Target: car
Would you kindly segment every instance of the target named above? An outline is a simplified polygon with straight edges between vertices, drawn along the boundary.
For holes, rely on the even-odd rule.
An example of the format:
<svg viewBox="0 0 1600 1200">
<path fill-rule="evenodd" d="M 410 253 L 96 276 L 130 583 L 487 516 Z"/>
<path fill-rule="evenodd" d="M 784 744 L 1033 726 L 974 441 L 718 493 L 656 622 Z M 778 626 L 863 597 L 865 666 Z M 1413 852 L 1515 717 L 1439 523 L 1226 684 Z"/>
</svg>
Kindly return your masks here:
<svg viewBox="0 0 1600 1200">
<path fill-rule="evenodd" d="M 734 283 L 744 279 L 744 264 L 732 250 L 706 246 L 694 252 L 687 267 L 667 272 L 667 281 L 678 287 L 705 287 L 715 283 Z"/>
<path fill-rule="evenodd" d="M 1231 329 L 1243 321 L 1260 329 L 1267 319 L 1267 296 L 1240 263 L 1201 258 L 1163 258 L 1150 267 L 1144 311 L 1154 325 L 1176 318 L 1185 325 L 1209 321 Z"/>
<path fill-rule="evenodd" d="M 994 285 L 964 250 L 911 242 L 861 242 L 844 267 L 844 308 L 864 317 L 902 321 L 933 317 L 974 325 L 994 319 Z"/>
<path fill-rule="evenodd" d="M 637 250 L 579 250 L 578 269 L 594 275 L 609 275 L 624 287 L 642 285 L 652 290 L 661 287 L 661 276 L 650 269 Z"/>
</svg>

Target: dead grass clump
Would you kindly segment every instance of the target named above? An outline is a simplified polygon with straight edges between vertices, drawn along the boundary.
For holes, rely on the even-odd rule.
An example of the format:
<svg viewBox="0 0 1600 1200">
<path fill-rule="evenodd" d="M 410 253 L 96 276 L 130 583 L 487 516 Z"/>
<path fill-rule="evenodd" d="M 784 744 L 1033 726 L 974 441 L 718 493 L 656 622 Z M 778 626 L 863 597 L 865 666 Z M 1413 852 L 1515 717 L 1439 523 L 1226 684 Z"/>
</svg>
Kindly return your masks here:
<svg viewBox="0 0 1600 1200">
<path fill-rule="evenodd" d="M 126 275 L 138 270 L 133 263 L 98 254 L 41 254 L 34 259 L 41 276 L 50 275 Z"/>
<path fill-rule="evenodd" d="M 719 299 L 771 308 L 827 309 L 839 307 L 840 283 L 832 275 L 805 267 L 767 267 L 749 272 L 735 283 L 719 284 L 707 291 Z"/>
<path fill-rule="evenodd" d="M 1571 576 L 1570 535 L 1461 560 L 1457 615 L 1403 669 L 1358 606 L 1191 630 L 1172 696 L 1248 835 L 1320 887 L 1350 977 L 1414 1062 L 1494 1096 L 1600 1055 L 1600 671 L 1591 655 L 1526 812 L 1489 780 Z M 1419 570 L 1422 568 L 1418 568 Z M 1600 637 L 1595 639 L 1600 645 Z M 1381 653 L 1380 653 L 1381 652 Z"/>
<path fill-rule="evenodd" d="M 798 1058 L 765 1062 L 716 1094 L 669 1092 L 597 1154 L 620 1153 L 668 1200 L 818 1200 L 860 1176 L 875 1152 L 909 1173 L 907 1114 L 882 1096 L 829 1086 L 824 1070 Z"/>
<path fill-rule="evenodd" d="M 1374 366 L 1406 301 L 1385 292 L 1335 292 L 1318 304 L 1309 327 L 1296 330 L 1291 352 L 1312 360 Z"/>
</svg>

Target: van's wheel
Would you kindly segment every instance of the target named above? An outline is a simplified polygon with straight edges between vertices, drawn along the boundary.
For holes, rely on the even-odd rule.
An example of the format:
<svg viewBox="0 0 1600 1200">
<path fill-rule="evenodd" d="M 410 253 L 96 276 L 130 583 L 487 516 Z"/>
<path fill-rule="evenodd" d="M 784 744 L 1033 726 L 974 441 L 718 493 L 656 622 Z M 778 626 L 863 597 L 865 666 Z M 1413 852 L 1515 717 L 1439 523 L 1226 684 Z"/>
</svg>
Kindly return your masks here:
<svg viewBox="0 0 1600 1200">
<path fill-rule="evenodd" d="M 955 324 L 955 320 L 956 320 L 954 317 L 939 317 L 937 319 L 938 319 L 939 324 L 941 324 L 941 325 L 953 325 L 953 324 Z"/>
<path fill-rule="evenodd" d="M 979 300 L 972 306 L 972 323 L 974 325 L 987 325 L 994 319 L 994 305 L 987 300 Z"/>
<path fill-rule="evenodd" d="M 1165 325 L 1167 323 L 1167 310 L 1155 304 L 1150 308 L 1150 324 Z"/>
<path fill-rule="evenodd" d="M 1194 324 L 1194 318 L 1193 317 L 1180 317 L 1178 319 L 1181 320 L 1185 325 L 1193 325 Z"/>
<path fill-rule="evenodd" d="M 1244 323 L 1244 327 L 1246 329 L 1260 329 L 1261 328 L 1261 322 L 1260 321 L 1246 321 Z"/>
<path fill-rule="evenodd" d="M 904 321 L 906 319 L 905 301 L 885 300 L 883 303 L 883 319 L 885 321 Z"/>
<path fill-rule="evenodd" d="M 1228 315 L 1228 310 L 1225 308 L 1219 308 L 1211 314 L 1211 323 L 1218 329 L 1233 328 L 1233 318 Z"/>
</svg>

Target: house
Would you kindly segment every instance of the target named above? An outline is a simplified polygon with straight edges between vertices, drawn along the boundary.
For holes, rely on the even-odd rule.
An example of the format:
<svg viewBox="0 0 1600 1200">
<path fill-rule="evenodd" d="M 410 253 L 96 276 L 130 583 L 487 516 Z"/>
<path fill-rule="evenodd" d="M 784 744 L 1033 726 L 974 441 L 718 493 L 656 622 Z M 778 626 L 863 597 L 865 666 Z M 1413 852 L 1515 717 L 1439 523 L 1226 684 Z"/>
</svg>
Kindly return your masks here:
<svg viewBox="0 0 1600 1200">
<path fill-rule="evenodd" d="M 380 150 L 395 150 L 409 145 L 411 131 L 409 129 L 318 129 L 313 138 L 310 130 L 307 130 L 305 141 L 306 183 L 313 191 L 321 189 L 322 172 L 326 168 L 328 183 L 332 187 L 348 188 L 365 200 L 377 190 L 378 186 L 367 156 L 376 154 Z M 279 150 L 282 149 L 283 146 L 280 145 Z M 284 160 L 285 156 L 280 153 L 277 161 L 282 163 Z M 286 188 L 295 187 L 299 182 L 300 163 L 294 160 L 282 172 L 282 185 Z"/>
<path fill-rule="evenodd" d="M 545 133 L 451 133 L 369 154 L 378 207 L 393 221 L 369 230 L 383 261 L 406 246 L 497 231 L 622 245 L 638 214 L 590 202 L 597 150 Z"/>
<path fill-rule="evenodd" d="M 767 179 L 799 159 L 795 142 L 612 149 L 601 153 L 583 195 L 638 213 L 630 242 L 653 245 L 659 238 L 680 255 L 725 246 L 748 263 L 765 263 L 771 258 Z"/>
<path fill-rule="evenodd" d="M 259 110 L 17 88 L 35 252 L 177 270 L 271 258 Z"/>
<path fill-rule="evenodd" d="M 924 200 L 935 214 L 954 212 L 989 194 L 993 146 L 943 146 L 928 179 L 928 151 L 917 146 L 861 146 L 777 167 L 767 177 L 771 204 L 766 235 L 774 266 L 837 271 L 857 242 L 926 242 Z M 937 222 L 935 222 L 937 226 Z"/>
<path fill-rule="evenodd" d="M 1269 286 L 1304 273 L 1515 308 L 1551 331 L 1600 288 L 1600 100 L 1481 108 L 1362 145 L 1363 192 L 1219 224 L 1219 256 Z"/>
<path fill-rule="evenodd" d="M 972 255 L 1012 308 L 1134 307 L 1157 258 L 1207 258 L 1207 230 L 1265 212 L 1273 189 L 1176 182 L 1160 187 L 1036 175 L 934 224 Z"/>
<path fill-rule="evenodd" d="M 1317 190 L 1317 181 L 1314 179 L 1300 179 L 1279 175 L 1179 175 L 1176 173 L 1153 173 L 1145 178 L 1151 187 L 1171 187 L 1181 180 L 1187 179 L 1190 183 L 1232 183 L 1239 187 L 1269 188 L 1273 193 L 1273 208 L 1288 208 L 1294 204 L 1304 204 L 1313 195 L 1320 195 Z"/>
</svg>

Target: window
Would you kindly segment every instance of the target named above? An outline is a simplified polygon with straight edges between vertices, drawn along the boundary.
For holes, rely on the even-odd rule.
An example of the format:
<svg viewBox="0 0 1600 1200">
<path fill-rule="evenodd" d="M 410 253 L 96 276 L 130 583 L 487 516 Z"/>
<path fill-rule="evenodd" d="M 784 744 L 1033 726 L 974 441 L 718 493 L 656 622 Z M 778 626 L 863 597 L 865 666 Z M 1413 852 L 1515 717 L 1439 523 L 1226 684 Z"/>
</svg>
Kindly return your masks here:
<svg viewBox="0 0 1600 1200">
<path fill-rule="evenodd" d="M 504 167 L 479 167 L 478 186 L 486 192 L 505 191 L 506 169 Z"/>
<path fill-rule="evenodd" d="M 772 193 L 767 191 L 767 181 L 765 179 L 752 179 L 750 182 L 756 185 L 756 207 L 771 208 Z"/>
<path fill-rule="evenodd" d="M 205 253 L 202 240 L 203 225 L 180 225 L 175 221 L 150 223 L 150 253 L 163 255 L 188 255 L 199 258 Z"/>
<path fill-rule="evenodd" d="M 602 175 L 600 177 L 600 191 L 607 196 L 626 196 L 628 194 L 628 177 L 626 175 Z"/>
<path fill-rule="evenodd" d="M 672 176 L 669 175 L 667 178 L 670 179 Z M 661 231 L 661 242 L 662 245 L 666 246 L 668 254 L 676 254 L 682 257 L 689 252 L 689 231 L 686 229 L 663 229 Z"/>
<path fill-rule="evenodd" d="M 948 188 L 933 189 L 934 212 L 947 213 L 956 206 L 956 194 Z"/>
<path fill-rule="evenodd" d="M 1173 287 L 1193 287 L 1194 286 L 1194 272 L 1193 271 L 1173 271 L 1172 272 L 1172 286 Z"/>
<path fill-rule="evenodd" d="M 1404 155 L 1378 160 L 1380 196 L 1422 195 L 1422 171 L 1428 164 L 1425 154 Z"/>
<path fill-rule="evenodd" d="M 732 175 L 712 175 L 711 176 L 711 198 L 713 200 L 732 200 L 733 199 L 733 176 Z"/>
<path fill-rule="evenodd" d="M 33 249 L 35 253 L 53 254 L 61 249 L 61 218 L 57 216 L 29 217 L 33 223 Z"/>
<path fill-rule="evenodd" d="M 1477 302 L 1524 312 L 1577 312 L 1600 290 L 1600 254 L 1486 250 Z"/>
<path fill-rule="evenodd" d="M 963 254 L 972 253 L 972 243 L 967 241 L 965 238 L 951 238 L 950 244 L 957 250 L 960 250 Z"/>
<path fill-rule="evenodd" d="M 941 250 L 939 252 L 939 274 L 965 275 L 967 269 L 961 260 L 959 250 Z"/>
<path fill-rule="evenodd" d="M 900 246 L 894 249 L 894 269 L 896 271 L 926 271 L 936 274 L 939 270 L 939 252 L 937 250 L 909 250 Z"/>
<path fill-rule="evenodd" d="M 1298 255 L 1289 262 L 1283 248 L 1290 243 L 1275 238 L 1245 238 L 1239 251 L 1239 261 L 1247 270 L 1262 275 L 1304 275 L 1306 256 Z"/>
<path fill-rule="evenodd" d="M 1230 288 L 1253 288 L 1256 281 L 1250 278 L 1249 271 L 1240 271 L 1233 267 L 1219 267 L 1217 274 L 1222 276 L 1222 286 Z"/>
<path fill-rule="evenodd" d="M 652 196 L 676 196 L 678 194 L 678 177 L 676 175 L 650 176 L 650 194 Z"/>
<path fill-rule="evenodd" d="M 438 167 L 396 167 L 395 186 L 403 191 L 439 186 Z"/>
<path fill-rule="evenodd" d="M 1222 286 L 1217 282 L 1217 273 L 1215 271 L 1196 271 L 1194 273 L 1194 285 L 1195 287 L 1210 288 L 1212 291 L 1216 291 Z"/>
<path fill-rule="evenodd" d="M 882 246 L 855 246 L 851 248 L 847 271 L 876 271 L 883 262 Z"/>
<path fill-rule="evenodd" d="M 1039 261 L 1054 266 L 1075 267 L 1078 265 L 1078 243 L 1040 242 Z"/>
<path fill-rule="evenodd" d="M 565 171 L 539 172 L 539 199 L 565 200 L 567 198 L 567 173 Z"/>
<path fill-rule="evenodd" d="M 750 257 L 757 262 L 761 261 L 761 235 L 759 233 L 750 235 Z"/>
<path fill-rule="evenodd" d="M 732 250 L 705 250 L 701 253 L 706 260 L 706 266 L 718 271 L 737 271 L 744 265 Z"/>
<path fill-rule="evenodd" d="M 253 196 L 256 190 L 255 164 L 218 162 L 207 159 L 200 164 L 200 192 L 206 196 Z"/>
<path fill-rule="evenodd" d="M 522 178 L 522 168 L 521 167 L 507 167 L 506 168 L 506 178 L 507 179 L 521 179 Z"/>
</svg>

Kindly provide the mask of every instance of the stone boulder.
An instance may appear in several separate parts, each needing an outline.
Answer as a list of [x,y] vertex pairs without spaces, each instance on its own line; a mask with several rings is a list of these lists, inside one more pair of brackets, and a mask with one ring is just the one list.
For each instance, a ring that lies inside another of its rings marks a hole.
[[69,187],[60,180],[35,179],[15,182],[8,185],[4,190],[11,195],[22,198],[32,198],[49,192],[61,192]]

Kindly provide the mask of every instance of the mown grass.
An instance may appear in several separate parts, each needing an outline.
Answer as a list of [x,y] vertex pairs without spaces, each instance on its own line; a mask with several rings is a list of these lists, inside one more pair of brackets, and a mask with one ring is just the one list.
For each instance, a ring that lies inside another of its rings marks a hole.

What is expected: Your task is to list each line of the records with the word "provide".

Exercise answer:
Kindly provide the mask of every instance of the stone boulder.
Kindly provide the mask of every instance of the mown grass.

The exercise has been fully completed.